Stored data:

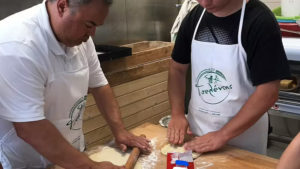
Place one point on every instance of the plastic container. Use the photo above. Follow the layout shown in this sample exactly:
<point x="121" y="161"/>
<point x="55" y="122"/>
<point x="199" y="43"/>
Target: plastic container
<point x="181" y="164"/>
<point x="290" y="8"/>
<point x="288" y="25"/>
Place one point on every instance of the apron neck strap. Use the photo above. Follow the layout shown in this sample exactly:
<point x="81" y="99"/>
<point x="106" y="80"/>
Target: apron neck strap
<point x="240" y="24"/>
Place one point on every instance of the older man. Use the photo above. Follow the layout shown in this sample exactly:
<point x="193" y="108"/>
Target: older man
<point x="47" y="63"/>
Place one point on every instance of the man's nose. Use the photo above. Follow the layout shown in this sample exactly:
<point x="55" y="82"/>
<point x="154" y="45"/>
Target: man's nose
<point x="92" y="31"/>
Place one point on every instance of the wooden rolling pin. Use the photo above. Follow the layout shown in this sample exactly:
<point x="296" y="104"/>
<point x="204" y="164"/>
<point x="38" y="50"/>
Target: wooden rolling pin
<point x="134" y="155"/>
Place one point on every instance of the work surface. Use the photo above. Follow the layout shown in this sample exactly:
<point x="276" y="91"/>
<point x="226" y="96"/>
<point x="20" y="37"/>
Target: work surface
<point x="226" y="158"/>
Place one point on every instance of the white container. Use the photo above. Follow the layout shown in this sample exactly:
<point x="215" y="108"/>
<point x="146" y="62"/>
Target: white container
<point x="290" y="8"/>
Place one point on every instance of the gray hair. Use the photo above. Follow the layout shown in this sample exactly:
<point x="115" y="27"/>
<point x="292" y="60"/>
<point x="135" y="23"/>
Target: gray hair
<point x="84" y="2"/>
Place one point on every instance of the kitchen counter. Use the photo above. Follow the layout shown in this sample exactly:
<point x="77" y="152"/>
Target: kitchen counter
<point x="227" y="158"/>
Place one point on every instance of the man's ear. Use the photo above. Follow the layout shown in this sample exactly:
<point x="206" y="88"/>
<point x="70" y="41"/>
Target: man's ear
<point x="62" y="6"/>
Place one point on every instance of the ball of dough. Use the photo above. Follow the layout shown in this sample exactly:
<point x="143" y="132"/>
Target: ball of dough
<point x="168" y="148"/>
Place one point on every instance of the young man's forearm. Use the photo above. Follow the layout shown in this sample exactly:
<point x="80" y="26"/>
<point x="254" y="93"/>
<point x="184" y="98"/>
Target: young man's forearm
<point x="176" y="87"/>
<point x="258" y="103"/>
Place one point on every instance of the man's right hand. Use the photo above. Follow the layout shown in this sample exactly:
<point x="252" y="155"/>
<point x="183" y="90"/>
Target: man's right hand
<point x="107" y="165"/>
<point x="177" y="129"/>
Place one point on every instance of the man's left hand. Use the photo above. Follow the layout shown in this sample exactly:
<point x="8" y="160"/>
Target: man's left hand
<point x="209" y="142"/>
<point x="125" y="138"/>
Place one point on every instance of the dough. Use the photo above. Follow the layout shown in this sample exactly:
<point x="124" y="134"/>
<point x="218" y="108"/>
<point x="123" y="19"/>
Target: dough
<point x="176" y="149"/>
<point x="114" y="156"/>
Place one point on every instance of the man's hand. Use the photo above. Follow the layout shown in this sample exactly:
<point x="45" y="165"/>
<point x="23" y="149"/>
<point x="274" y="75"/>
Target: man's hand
<point x="209" y="142"/>
<point x="124" y="139"/>
<point x="177" y="129"/>
<point x="107" y="165"/>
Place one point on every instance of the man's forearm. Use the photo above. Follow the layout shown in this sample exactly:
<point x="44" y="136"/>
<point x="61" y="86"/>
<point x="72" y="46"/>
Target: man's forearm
<point x="176" y="87"/>
<point x="48" y="141"/>
<point x="259" y="102"/>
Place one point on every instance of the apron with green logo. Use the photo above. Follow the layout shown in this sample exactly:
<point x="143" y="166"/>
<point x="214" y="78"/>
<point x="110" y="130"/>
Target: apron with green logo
<point x="220" y="87"/>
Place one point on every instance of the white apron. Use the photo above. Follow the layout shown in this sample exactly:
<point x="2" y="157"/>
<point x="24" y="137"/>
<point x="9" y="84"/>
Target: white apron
<point x="220" y="87"/>
<point x="65" y="99"/>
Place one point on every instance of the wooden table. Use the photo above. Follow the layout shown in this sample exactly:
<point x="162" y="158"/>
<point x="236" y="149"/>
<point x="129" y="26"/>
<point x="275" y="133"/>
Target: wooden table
<point x="226" y="158"/>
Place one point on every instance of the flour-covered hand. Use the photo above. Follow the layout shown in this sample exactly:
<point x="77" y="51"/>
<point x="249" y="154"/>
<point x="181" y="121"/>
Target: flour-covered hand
<point x="177" y="129"/>
<point x="106" y="165"/>
<point x="209" y="142"/>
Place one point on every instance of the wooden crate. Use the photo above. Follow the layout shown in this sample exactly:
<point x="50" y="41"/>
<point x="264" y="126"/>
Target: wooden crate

Problem to solve: Show each line in the data where the string "crate" appears.

Expected output:
Place one point on every instance of the wooden crate. Use the photo above. Follow the layout shown in this sample exactly:
Target: wooden crate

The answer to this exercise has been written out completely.